*Raw records*.
## Start

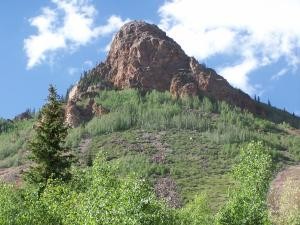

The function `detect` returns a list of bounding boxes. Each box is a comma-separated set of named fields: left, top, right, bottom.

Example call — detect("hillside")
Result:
left=0, top=21, right=300, bottom=223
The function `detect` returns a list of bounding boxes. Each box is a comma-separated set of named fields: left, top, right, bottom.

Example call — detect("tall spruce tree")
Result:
left=26, top=85, right=73, bottom=187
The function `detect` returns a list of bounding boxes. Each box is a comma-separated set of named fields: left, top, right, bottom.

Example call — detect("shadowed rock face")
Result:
left=75, top=21, right=263, bottom=114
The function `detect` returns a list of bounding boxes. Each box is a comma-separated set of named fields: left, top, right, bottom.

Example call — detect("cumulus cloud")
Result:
left=159, top=0, right=300, bottom=94
left=271, top=68, right=289, bottom=80
left=24, top=0, right=128, bottom=69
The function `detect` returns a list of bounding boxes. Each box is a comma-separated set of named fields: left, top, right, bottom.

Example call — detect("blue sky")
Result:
left=0, top=0, right=300, bottom=118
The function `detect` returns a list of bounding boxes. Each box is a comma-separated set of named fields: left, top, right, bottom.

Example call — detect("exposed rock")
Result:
left=65, top=100, right=81, bottom=127
left=92, top=102, right=109, bottom=117
left=14, top=110, right=32, bottom=120
left=74, top=21, right=263, bottom=114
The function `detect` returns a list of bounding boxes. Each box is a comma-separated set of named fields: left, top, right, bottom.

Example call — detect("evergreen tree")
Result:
left=26, top=85, right=73, bottom=188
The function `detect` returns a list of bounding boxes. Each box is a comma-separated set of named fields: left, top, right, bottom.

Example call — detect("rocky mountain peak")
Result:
left=70, top=21, right=263, bottom=125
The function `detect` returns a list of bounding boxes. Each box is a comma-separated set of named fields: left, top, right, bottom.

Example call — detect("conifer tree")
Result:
left=26, top=85, right=73, bottom=187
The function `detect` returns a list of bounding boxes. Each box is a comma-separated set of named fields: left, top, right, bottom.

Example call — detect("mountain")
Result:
left=0, top=21, right=300, bottom=221
left=65, top=21, right=266, bottom=127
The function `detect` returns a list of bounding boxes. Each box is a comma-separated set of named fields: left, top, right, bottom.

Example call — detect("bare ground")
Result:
left=268, top=165, right=300, bottom=217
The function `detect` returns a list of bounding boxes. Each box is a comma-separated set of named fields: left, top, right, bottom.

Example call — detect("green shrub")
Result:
left=217, top=142, right=272, bottom=225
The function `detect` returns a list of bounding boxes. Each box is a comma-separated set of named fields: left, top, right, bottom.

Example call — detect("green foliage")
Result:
left=217, top=142, right=272, bottom=225
left=26, top=86, right=71, bottom=185
left=0, top=118, right=13, bottom=134
left=0, top=157, right=176, bottom=225
left=179, top=194, right=214, bottom=225
left=0, top=120, right=33, bottom=168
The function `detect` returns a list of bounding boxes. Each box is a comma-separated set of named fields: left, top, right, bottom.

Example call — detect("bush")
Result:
left=217, top=142, right=272, bottom=225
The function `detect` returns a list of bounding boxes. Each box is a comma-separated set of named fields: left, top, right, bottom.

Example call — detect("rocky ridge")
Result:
left=66, top=21, right=263, bottom=126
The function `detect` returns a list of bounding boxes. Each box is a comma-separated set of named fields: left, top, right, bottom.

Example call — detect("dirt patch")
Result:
left=154, top=177, right=182, bottom=208
left=142, top=131, right=170, bottom=164
left=268, top=165, right=300, bottom=224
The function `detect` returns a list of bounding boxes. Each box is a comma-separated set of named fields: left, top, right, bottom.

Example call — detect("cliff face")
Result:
left=68, top=21, right=263, bottom=126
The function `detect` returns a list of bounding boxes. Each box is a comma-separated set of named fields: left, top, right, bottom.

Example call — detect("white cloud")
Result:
left=68, top=67, right=79, bottom=76
left=271, top=68, right=289, bottom=80
left=219, top=58, right=258, bottom=95
left=83, top=60, right=93, bottom=67
left=24, top=0, right=128, bottom=69
left=159, top=0, right=300, bottom=94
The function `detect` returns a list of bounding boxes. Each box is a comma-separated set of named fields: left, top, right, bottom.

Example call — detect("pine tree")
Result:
left=26, top=85, right=73, bottom=187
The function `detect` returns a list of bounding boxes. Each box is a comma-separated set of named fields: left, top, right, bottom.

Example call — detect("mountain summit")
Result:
left=72, top=21, right=262, bottom=113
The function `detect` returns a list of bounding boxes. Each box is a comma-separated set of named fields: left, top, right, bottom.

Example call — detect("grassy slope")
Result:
left=0, top=90, right=300, bottom=209
left=68, top=90, right=300, bottom=209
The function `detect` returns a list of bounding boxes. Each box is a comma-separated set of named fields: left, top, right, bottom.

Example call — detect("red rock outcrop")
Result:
left=75, top=21, right=261, bottom=116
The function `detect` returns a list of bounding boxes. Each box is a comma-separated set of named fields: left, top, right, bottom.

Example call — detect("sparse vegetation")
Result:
left=0, top=89, right=300, bottom=225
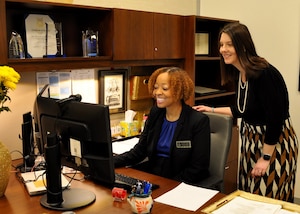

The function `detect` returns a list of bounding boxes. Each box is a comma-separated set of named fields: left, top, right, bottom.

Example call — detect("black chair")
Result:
left=198, top=112, right=233, bottom=193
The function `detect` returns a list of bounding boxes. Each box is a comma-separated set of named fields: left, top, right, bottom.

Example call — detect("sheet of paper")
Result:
left=25, top=14, right=57, bottom=57
left=71, top=69, right=99, bottom=103
left=112, top=137, right=139, bottom=155
left=36, top=72, right=72, bottom=99
left=212, top=196, right=281, bottom=214
left=154, top=183, right=218, bottom=211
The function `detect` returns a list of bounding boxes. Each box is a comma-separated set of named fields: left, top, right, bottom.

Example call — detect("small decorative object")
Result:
left=9, top=31, right=25, bottom=59
left=82, top=30, right=99, bottom=57
left=0, top=66, right=20, bottom=197
left=0, top=142, right=11, bottom=197
left=111, top=187, right=127, bottom=201
left=0, top=66, right=20, bottom=113
left=127, top=181, right=153, bottom=214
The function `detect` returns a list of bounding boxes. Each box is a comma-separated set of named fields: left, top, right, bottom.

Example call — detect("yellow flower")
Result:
left=0, top=65, right=21, bottom=113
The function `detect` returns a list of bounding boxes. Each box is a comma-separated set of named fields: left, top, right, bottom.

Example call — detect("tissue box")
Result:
left=120, top=120, right=139, bottom=137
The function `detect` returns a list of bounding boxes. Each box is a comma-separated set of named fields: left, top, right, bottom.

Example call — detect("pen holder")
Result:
left=127, top=193, right=153, bottom=214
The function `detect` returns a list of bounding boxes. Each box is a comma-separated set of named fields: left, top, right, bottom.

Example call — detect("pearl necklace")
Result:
left=237, top=74, right=248, bottom=114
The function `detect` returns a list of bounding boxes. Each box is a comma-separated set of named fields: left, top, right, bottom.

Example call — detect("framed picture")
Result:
left=99, top=69, right=127, bottom=113
left=195, top=33, right=209, bottom=55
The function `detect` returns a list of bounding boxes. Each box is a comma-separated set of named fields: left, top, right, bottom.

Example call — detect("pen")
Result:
left=217, top=200, right=228, bottom=208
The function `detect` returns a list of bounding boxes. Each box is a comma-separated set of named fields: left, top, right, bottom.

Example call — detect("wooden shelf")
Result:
left=195, top=91, right=235, bottom=101
left=195, top=55, right=221, bottom=61
left=8, top=56, right=111, bottom=72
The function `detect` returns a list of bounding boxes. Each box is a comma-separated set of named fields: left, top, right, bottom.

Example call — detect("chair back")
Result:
left=205, top=112, right=233, bottom=192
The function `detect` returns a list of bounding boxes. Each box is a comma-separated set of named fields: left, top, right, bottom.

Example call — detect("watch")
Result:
left=263, top=154, right=271, bottom=160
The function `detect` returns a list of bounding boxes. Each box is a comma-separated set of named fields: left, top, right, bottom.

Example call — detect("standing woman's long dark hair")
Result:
left=219, top=22, right=269, bottom=85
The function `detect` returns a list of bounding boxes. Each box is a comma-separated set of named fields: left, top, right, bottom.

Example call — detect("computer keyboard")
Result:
left=115, top=173, right=159, bottom=192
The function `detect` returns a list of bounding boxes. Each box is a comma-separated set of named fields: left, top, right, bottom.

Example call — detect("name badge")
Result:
left=176, top=140, right=192, bottom=149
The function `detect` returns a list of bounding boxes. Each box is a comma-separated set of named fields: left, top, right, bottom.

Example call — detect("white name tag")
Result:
left=176, top=140, right=192, bottom=149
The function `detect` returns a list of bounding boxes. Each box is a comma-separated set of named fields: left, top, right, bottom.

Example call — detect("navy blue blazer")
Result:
left=114, top=103, right=210, bottom=184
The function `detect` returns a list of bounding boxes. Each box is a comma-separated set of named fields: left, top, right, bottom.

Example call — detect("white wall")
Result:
left=200, top=0, right=300, bottom=198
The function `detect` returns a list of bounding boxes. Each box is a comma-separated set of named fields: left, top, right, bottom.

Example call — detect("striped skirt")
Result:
left=239, top=118, right=298, bottom=202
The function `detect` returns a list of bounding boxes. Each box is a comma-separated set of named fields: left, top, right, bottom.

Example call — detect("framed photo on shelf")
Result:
left=99, top=69, right=127, bottom=113
left=195, top=33, right=209, bottom=55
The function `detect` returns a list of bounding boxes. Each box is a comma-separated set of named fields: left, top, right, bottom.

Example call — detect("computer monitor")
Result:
left=35, top=86, right=115, bottom=210
left=36, top=90, right=115, bottom=185
left=19, top=112, right=35, bottom=172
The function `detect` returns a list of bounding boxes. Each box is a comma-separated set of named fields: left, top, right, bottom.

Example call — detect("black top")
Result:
left=114, top=104, right=210, bottom=184
left=231, top=65, right=289, bottom=145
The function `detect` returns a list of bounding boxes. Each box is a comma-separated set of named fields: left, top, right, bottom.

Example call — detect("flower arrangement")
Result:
left=0, top=65, right=20, bottom=113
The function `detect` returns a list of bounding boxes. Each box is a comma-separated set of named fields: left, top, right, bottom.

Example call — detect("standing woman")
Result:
left=194, top=23, right=298, bottom=202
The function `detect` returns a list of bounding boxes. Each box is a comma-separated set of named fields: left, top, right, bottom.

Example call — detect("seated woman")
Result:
left=114, top=67, right=210, bottom=184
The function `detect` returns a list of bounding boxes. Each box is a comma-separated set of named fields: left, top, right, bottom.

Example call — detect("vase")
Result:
left=0, top=142, right=11, bottom=197
left=127, top=194, right=153, bottom=214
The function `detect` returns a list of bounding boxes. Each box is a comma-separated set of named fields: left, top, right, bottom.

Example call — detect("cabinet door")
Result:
left=113, top=9, right=153, bottom=60
left=153, top=13, right=184, bottom=59
left=224, top=125, right=239, bottom=194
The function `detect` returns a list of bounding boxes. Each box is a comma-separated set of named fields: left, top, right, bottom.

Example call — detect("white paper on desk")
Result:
left=212, top=196, right=281, bottom=214
left=112, top=137, right=139, bottom=155
left=71, top=69, right=99, bottom=103
left=154, top=183, right=218, bottom=211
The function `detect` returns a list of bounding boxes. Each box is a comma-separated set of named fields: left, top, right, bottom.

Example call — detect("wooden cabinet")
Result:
left=224, top=125, right=239, bottom=194
left=113, top=9, right=184, bottom=60
left=0, top=0, right=113, bottom=71
left=0, top=0, right=185, bottom=71
left=184, top=16, right=239, bottom=193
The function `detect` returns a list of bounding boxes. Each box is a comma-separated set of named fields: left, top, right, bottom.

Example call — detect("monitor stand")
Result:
left=40, top=134, right=96, bottom=210
left=40, top=188, right=96, bottom=210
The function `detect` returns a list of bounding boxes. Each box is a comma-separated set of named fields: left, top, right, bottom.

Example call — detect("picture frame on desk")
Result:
left=99, top=69, right=127, bottom=113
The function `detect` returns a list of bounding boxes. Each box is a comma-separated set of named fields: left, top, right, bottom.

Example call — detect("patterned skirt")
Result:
left=239, top=118, right=298, bottom=202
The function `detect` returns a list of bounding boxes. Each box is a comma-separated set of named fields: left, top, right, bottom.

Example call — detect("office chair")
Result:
left=198, top=112, right=233, bottom=193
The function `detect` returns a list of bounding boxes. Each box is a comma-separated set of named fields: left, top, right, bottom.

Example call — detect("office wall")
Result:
left=200, top=0, right=300, bottom=198
left=0, top=0, right=200, bottom=159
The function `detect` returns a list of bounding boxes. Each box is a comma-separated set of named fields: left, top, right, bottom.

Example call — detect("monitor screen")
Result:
left=35, top=90, right=115, bottom=185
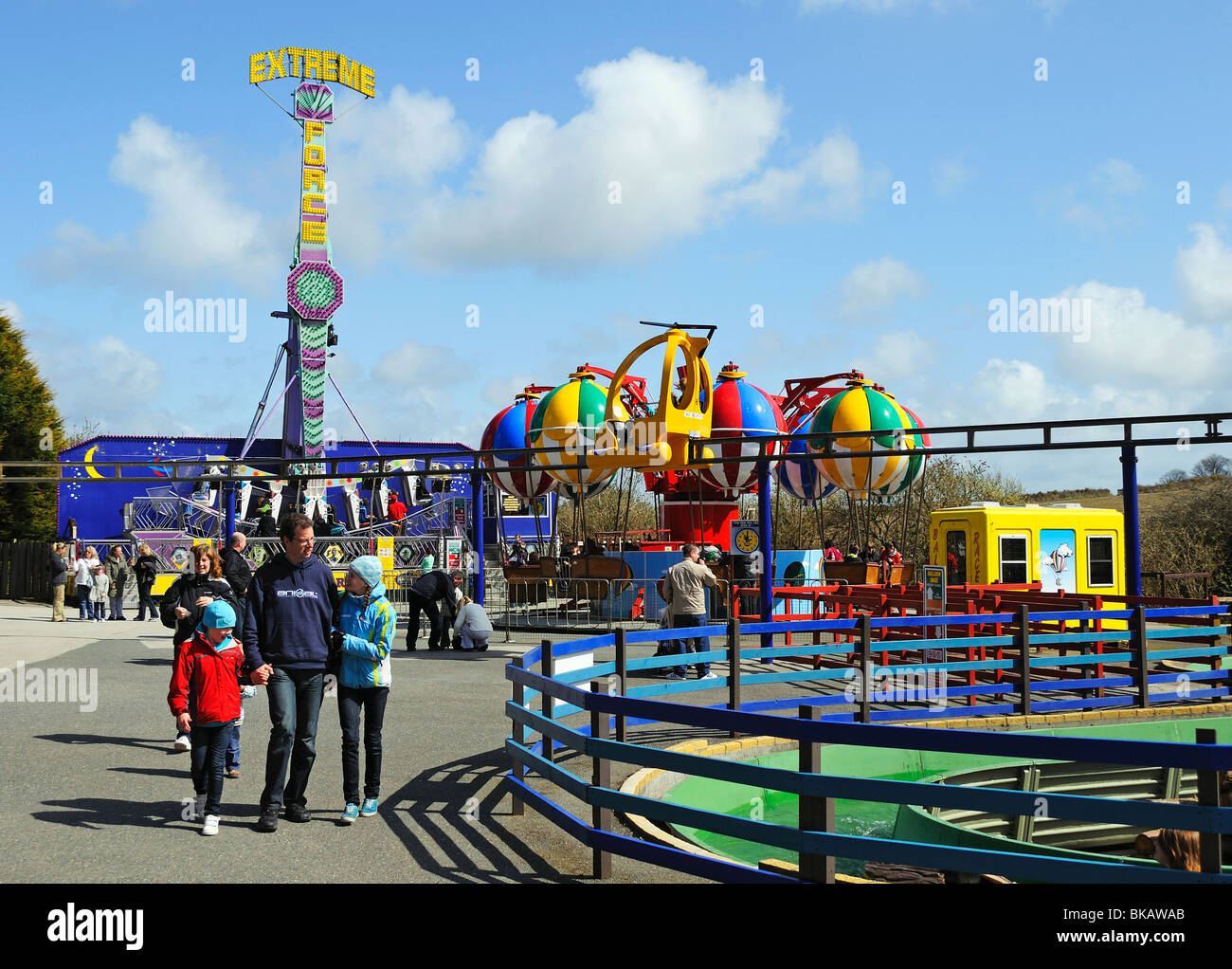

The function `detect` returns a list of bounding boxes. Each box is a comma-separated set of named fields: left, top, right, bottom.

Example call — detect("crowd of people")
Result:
left=48, top=506, right=493, bottom=836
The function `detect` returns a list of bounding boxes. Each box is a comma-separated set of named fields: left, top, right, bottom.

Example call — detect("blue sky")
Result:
left=0, top=0, right=1232, bottom=488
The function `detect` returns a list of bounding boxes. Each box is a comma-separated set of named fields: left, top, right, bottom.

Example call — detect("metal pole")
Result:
left=510, top=656, right=526, bottom=817
left=616, top=627, right=628, bottom=743
left=218, top=481, right=235, bottom=539
left=590, top=679, right=612, bottom=879
left=1194, top=727, right=1223, bottom=875
left=1121, top=444, right=1142, bottom=595
left=1018, top=605, right=1031, bottom=716
left=798, top=706, right=834, bottom=886
left=471, top=472, right=485, bottom=605
left=727, top=611, right=740, bottom=739
left=539, top=640, right=555, bottom=763
left=857, top=615, right=872, bottom=723
left=1130, top=605, right=1150, bottom=710
left=758, top=461, right=773, bottom=662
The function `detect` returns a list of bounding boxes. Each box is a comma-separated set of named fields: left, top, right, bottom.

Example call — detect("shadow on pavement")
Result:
left=29, top=797, right=218, bottom=830
left=381, top=750, right=587, bottom=884
left=34, top=734, right=188, bottom=759
left=107, top=757, right=192, bottom=780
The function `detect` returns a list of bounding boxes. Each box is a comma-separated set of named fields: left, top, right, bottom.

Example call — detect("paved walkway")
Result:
left=0, top=603, right=697, bottom=884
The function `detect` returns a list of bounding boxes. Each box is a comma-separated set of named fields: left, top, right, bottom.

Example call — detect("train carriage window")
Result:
left=1087, top=535, right=1116, bottom=587
left=945, top=531, right=968, bottom=586
left=1001, top=535, right=1027, bottom=586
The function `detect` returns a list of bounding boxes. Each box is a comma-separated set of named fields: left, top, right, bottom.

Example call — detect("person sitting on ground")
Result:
left=453, top=595, right=492, bottom=652
left=333, top=555, right=398, bottom=825
left=407, top=568, right=463, bottom=652
left=167, top=600, right=244, bottom=834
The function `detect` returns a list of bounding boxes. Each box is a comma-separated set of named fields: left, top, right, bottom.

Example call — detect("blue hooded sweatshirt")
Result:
left=244, top=553, right=339, bottom=670
left=337, top=582, right=398, bottom=689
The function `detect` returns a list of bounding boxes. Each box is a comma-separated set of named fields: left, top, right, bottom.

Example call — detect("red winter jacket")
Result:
left=167, top=632, right=244, bottom=726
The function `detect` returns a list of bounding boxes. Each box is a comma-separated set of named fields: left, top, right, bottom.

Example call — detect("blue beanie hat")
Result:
left=201, top=599, right=235, bottom=629
left=348, top=555, right=385, bottom=590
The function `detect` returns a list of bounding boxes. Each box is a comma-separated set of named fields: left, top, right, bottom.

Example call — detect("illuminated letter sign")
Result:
left=247, top=46, right=377, bottom=98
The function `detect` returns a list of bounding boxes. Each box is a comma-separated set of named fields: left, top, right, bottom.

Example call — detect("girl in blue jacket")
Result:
left=334, top=555, right=398, bottom=825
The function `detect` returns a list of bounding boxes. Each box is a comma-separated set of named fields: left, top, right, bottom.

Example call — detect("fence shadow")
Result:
left=381, top=750, right=590, bottom=884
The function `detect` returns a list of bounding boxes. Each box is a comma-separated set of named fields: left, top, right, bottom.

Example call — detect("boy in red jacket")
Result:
left=167, top=599, right=244, bottom=834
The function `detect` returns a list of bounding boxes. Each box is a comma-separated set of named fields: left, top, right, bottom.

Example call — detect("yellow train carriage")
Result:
left=929, top=502, right=1125, bottom=598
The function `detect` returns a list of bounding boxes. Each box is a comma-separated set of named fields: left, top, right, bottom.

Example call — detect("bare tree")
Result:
left=1194, top=453, right=1232, bottom=478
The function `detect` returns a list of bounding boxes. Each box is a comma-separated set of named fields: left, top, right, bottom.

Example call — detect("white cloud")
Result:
left=1173, top=223, right=1232, bottom=321
left=933, top=156, right=976, bottom=196
left=857, top=330, right=936, bottom=382
left=1092, top=157, right=1146, bottom=194
left=1054, top=281, right=1226, bottom=387
left=329, top=85, right=468, bottom=265
left=409, top=49, right=784, bottom=265
left=36, top=115, right=280, bottom=286
left=800, top=0, right=965, bottom=13
left=838, top=255, right=924, bottom=318
left=723, top=132, right=869, bottom=218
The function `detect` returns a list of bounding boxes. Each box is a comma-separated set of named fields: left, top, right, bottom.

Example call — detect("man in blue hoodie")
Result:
left=244, top=505, right=340, bottom=831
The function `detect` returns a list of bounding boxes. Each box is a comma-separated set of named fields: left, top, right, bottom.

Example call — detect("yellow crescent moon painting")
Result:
left=85, top=444, right=107, bottom=481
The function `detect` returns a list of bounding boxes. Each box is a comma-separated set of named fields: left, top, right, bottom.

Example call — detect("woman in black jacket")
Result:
left=159, top=545, right=239, bottom=646
left=159, top=545, right=235, bottom=752
left=130, top=542, right=157, bottom=623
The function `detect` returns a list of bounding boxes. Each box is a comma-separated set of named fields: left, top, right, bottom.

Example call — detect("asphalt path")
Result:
left=0, top=603, right=697, bottom=884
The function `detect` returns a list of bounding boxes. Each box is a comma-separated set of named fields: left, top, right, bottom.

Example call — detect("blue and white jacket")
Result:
left=337, top=582, right=398, bottom=689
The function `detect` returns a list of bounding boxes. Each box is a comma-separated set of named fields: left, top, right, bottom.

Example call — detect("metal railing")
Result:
left=505, top=605, right=1232, bottom=883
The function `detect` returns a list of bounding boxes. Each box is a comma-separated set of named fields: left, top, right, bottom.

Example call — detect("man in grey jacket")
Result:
left=662, top=545, right=718, bottom=679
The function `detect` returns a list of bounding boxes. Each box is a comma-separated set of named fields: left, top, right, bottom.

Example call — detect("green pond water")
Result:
left=665, top=718, right=1232, bottom=875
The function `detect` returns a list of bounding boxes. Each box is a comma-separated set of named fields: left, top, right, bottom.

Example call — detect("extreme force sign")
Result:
left=247, top=46, right=377, bottom=98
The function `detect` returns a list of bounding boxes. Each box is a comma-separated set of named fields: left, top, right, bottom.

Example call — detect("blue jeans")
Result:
left=672, top=612, right=710, bottom=677
left=226, top=722, right=239, bottom=771
left=189, top=723, right=231, bottom=820
left=337, top=683, right=390, bottom=804
left=78, top=586, right=94, bottom=619
left=262, top=669, right=325, bottom=813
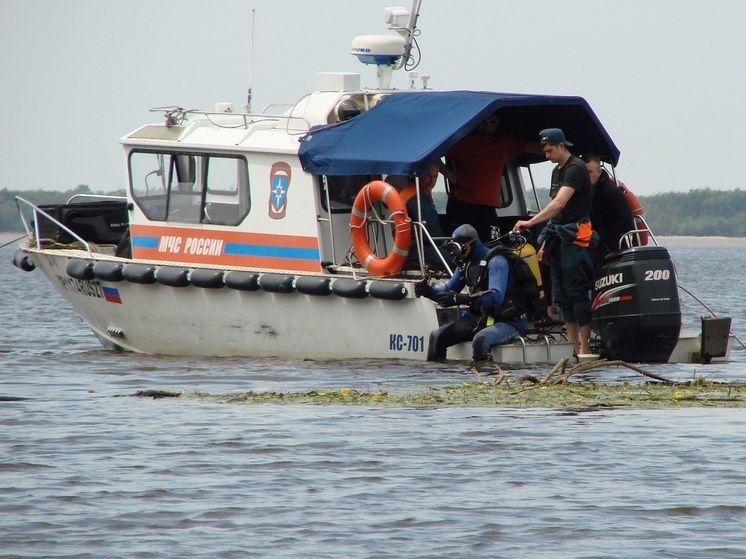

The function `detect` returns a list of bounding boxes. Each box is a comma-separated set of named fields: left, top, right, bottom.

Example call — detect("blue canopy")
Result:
left=299, top=91, right=619, bottom=176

## End

*Requirements*. Can you repeat the stretch from the start of the records through the line containing "left=0, top=21, right=300, bottom=223", word for word, leaving out the pictures?

*Complete answer*.
The function `detect` returns a list of bounding boxes. Each box is a comma-separated set of named fields: left, top, right, bottom.

Example call — detect("hillside")
Result:
left=0, top=21, right=300, bottom=223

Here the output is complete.